• **EXERCISE DESCRIPTION**
Print these lines exactly as they are.

• **DATA SECTION**
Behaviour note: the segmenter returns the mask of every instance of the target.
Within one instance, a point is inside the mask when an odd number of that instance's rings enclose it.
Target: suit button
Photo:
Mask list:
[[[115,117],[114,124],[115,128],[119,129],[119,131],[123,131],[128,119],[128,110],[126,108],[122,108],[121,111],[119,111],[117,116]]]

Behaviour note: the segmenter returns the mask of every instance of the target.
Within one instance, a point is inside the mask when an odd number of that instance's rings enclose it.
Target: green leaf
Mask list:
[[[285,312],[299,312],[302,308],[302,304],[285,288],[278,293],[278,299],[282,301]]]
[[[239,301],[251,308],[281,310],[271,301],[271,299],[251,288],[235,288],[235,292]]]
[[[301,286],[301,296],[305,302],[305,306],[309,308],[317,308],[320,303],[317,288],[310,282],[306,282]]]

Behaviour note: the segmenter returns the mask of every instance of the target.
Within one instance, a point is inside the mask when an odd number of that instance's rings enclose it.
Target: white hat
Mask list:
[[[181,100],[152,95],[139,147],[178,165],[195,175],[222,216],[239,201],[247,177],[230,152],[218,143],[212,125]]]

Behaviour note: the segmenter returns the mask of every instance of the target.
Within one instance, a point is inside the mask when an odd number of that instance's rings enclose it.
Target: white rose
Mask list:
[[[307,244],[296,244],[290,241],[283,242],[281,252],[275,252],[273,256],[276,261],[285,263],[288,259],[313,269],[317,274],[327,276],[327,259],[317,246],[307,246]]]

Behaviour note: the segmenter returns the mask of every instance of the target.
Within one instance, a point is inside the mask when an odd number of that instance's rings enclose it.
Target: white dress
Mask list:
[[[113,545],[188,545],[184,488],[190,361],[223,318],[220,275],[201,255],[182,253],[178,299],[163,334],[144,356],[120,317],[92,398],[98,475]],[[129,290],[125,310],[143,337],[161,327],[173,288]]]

• **TASK RESPONSE**
Behaviour note: the segmenter returns the mask of every instance of the target.
Within one instance, a point is inside the mask when an odd number of that instance's rings enclose it.
Target: suit button
Photo:
Mask list:
[[[115,117],[114,124],[115,128],[119,129],[119,131],[123,131],[128,119],[128,110],[126,108],[122,108],[121,111],[119,111],[117,116]]]

Behaviour note: the segmenter returns the mask of every instance of the target.
Within one instance, a point is inside the mask when an odd number of that instance's rings enclose it.
Target: green leaf
Mask list:
[[[285,312],[299,312],[302,308],[302,304],[285,288],[278,293],[278,299],[282,301]]]
[[[239,301],[251,308],[281,310],[271,301],[271,299],[251,288],[235,288],[235,292]]]
[[[301,286],[301,296],[305,302],[305,306],[309,308],[317,308],[320,303],[317,288],[310,282],[306,282]]]

Behaviour note: the segmenter returns the mask of every instance of the target.
Within one instance, a point is inside the mask when an odd number of that instance's rings enclose it.
Target: white hat
Mask list:
[[[181,100],[152,95],[139,147],[178,165],[195,175],[222,216],[239,201],[247,177],[230,152],[218,143],[212,125]]]

Behaviour note: the segmenter returns the mask of every instance of the target.
Within one instance, a point is inside the mask when an odd number of that instance's rings enclose it.
Target: white rose
Mask list:
[[[307,244],[296,244],[290,241],[283,242],[281,252],[275,252],[273,256],[276,261],[285,263],[288,259],[313,269],[317,274],[327,276],[327,259],[317,246],[307,246]]]

Behaviour note: the segmenter returns the mask of every instance of the target.
Within one instance, a point is inside the mask when an odd number of that instance's rings enclose it.
Target: white dress
Mask list:
[[[113,545],[188,545],[184,488],[190,361],[223,318],[220,275],[201,255],[182,253],[178,299],[163,334],[144,356],[120,317],[92,398],[98,475]],[[129,290],[125,310],[143,337],[161,327],[173,288]]]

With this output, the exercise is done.